+++ Extract +++
Throughout 2022, I will be purchasing plastic free alternatives, made in the UK through companies like Lush. I also recently discovered a great new company called Freshly, who have just popped up in London. They use 99% natural, sustainably sourced ingredients and offer an in-store refill service on some of their products – I believe it’s the one in the aluminium packaging.
Alternatively, why don’t you give UpCircle’s refillable shampoo a try?
3) Give sustainable cards
In my family, we send cards for every occasion- to congratulate, to console and to celebrate, but it is not often that we stop to question the sustainability of the cards we are buying.
Traditional greeting cards are often recyclable because they are made of paper, but some are coated in glosses that do not break down to be recycled and are sold in plastic protective packaging, which also cannot be recycled.
I would say a large majority of the cards I buy come from Card Factory or Tesco. Despite both of these companies having sustainability policies and goals, I always wonder how sustainable purchasing from a nationwide giant really is.
More sustainable choices are available from these outlets, for example, Tesco now sells individual seed cards, similar to the ones found here. These cards can be planted after they’ve been displayed.
+++ Data excerpts +++
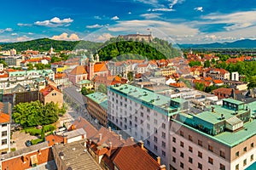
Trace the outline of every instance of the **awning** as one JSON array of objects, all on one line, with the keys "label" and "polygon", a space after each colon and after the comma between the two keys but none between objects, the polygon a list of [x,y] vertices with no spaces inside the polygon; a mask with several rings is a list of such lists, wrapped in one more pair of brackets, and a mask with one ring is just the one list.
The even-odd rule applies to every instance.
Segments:
[{"label": "awning", "polygon": [[31,164],[32,164],[32,165],[34,165],[34,164],[38,164],[38,160],[37,155],[34,155],[34,156],[30,156],[30,160],[31,160]]}]

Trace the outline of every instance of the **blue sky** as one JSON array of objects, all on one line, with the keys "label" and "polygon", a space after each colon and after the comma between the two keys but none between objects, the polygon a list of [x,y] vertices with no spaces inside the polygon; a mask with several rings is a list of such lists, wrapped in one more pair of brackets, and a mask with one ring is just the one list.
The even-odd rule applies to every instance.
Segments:
[{"label": "blue sky", "polygon": [[1,2],[0,16],[0,42],[149,31],[177,43],[256,38],[254,0],[9,0]]}]

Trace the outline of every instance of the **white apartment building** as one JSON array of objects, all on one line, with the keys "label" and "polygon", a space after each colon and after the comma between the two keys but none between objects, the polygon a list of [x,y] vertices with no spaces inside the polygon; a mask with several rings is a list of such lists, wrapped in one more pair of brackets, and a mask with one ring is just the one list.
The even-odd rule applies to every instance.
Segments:
[{"label": "white apartment building", "polygon": [[[187,109],[188,102],[131,85],[108,88],[108,119],[169,165],[169,132],[172,115]],[[167,166],[166,166],[167,167]]]},{"label": "white apartment building", "polygon": [[0,154],[10,152],[10,116],[0,113]]}]

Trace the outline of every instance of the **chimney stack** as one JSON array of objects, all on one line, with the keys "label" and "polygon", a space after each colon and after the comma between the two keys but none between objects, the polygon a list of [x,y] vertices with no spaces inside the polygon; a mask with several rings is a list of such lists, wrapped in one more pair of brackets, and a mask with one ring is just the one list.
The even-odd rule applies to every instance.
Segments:
[{"label": "chimney stack", "polygon": [[102,139],[102,133],[99,133],[99,142]]},{"label": "chimney stack", "polygon": [[67,144],[67,135],[63,135],[63,144]]},{"label": "chimney stack", "polygon": [[161,166],[160,167],[160,170],[166,170],[166,165],[161,165]]},{"label": "chimney stack", "polygon": [[122,138],[122,134],[119,134],[119,140],[122,140],[123,138]]},{"label": "chimney stack", "polygon": [[160,165],[161,164],[161,158],[160,156],[158,156],[156,159],[157,159],[157,163],[159,165]]},{"label": "chimney stack", "polygon": [[139,141],[139,145],[141,146],[142,150],[144,150],[144,142],[143,140]]}]

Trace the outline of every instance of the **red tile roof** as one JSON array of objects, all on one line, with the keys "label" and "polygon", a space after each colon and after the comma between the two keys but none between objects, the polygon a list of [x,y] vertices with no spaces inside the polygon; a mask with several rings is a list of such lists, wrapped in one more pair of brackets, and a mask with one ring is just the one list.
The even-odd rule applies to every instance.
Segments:
[{"label": "red tile roof", "polygon": [[10,116],[5,113],[0,113],[0,123],[9,122]]},{"label": "red tile roof", "polygon": [[71,75],[82,75],[86,74],[86,71],[84,67],[84,65],[78,65],[74,69],[72,70],[72,71],[69,73]]},{"label": "red tile roof", "polygon": [[46,96],[54,90],[56,90],[61,93],[61,91],[58,88],[50,85],[48,85],[45,88],[41,89],[40,93],[43,94],[43,96]]}]

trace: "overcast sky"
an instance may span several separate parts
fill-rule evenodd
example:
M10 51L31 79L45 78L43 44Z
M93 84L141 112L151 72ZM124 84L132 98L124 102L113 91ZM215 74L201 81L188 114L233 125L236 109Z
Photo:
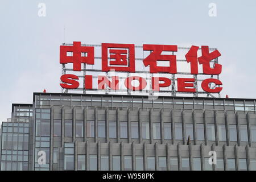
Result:
M39 16L38 5L46 6ZM210 16L209 5L216 5ZM207 45L222 54L221 93L256 98L256 1L0 1L0 121L33 92L61 92L65 42Z

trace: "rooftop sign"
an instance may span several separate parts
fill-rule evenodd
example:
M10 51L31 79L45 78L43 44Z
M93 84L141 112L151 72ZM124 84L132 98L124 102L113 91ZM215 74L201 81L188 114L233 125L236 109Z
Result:
M137 58L137 55L143 58ZM97 91L106 94L139 92L146 95L190 94L197 97L201 94L220 97L220 56L218 50L208 46L92 45L74 42L60 47L63 68L60 85L66 93L72 90L82 90L84 93Z

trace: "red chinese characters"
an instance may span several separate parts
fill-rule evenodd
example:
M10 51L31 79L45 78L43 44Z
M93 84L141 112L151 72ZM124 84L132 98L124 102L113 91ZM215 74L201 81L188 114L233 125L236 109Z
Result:
M135 72L134 44L102 43L101 50L102 71Z

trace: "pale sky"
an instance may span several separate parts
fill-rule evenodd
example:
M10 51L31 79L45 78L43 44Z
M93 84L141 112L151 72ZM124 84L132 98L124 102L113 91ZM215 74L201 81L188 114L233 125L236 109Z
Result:
M39 17L44 3L46 16ZM210 3L217 16L209 16ZM221 96L256 98L256 1L0 1L0 121L33 92L61 92L65 42L209 46L222 54Z

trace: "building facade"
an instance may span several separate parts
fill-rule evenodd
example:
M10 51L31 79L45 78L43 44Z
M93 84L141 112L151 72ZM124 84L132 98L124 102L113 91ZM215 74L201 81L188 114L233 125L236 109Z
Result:
M1 170L256 170L253 99L33 97L2 122Z

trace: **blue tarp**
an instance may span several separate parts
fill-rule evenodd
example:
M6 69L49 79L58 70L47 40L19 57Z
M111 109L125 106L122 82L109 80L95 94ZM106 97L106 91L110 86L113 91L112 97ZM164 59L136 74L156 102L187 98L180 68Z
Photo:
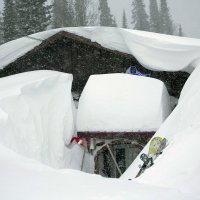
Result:
M133 75L137 75L137 76L148 76L147 74L142 74L141 72L139 72L136 68L136 66L130 66L129 68L130 70L128 71L128 74L133 74Z

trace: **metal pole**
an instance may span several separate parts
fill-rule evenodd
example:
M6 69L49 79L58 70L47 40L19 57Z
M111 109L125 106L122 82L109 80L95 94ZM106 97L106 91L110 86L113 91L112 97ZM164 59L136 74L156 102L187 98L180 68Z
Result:
M113 159L113 161L114 161L114 163L115 163L115 166L117 167L118 172L120 173L120 175L122 175L122 172L121 172L121 170L120 170L120 168L119 168L119 166L118 166L118 164L117 164L117 161L115 160L115 157L114 157L114 155L113 155L113 153L112 153L112 151L111 151L109 145L106 144L106 146L107 146L108 151L110 152L110 155L111 155L111 157L112 157L112 159Z

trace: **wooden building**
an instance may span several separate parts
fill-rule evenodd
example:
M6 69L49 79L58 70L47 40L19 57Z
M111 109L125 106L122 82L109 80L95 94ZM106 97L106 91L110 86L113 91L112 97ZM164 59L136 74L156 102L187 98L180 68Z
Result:
M77 134L87 141L94 172L119 177L170 112L169 94L160 80L129 74L91 76L79 101Z
M179 97L180 91L189 76L185 72L148 70L141 66L130 54L105 48L90 39L63 30L44 40L34 36L27 36L26 38L38 41L38 45L33 46L32 49L17 57L11 63L7 63L0 70L0 77L32 70L62 71L73 74L73 91L81 93L90 75L125 73L130 66L134 65L140 72L162 80L167 86L169 94ZM15 41L11 41L9 45L12 42ZM20 48L19 45L19 50ZM15 53L18 54L17 51ZM12 52L12 55L14 55L14 52ZM5 58L9 56L5 55Z

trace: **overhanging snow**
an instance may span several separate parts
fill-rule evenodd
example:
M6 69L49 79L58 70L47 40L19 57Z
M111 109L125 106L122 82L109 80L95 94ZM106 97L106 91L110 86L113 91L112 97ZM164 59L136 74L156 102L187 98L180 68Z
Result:
M79 132L156 131L170 113L163 82L129 74L90 76L79 101Z
M0 79L0 143L53 167L66 167L74 134L72 75L33 71Z
M195 62L200 59L199 39L111 27L73 27L48 30L1 45L0 68L60 31L74 33L103 47L132 54L151 70L191 72Z

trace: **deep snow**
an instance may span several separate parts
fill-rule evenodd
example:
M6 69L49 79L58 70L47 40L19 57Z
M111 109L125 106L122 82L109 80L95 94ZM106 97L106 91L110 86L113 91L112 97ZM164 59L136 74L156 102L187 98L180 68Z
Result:
M111 27L73 27L48 30L1 45L0 68L59 31L68 31L103 47L132 54L152 70L192 72L200 59L199 39Z
M3 200L197 200L170 188L56 170L1 145L0 177Z
M41 164L80 168L82 150L79 146L64 146L75 132L71 75L43 71L0 79L1 198L200 199L200 40L104 27L56 29L32 37L46 39L60 30L85 36L107 48L132 53L154 70L196 69L183 88L178 106L156 133L166 137L169 145L155 165L138 179L134 177L139 158L117 180ZM2 45L1 68L40 43L25 37ZM143 152L147 148L148 145Z
M79 100L80 132L156 131L171 112L160 80L130 74L92 75Z
M179 189L199 197L200 183L200 64L186 82L177 107L161 125L156 135L169 141L163 154L136 180ZM141 153L148 151L148 145ZM122 175L134 178L141 163L139 156Z
M72 75L33 71L0 79L0 143L47 165L69 166Z

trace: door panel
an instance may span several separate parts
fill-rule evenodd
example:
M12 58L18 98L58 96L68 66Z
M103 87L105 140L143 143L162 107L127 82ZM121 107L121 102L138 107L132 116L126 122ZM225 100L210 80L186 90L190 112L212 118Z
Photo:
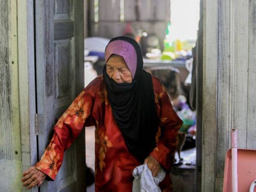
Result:
M39 157L58 119L84 88L83 1L35 1ZM44 182L41 191L85 191L84 136L65 152L55 181Z

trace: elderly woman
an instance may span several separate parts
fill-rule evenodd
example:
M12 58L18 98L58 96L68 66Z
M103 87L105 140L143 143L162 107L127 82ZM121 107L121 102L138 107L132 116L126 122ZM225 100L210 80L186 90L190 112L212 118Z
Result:
M59 119L41 160L23 173L24 186L54 180L64 151L85 126L94 125L95 191L132 191L133 170L147 163L153 176L169 172L182 121L159 80L143 70L137 42L112 39L105 52L103 75L91 82ZM169 174L159 184L172 191Z

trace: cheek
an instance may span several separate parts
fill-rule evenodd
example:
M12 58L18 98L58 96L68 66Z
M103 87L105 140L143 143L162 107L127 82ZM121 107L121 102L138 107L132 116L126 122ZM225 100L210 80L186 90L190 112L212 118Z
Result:
M132 81L132 76L130 71L126 71L122 73L122 78L126 82L131 82Z
M113 71L108 71L108 70L107 70L107 74L108 75L108 76L111 77L113 75Z

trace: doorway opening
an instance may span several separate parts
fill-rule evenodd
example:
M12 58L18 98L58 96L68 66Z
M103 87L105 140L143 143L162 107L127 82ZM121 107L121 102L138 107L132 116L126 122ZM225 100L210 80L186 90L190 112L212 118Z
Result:
M126 35L139 42L144 69L166 87L184 122L178 139L180 157L175 153L171 172L177 183L174 191L201 191L203 1L84 1L85 86L102 74L111 38ZM93 127L85 130L87 165L93 169L94 131ZM94 191L93 185L87 190Z

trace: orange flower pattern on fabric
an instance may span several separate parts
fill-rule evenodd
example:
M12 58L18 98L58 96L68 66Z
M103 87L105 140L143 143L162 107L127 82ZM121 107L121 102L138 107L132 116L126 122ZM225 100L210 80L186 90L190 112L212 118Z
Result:
M49 176L50 177L57 175L58 167L61 164L61 162L58 163L61 154L56 153L54 149L55 145L54 143L50 143L42 156L41 161L36 166L36 167L39 170L49 169Z
M100 135L100 139L101 141L101 146L99 149L99 168L102 172L103 168L105 167L105 164L104 159L106 157L106 153L108 148L112 147L113 145L108 140L108 137L107 135L104 135L104 133L102 132Z
M152 79L155 105L161 123L156 137L157 146L150 155L169 172L171 166L170 158L177 145L175 137L182 123L172 109L160 81L154 77ZM140 162L128 151L110 105L104 106L104 102L108 103L105 86L102 76L100 76L75 99L58 121L50 145L36 167L54 180L65 151L77 138L85 125L94 125L95 191L131 191L132 182L129 182L133 179L132 171ZM166 177L160 187L162 191L170 192L172 191L169 188L171 180Z

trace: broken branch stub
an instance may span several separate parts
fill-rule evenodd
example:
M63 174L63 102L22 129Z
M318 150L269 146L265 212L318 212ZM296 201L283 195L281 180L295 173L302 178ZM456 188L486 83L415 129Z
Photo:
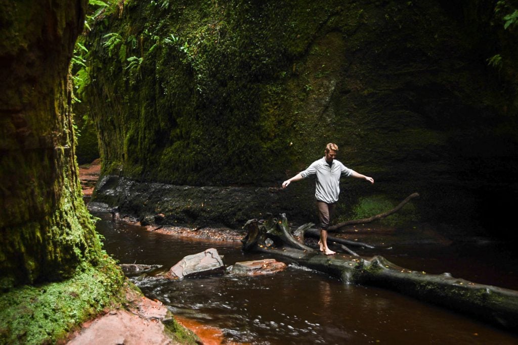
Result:
M276 223L267 222L257 227L257 231L253 236L262 238L262 232L269 232L265 224L273 226ZM353 258L343 254L326 256L294 248L286 242L269 246L250 245L246 250L268 253L297 262L346 282L396 291L513 332L518 329L518 291L478 284L447 274L427 274L408 269L381 256Z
+++
Reproduce the passage on sustainable purchasing above verbatim, from "I would say" up to and including "they’ve been displayed.".

### [Expected output]
I would say a large majority of the cards I buy come from Card Factory or Tesco. Despite both of these companies having sustainability policies and goals, I always wonder how sustainable purchasing from a nationwide giant really is.
More sustainable choices are available from these outlets, for example, Tesco now sells individual seed cards, similar to the ones found here. These cards can be planted after they’ve been displayed.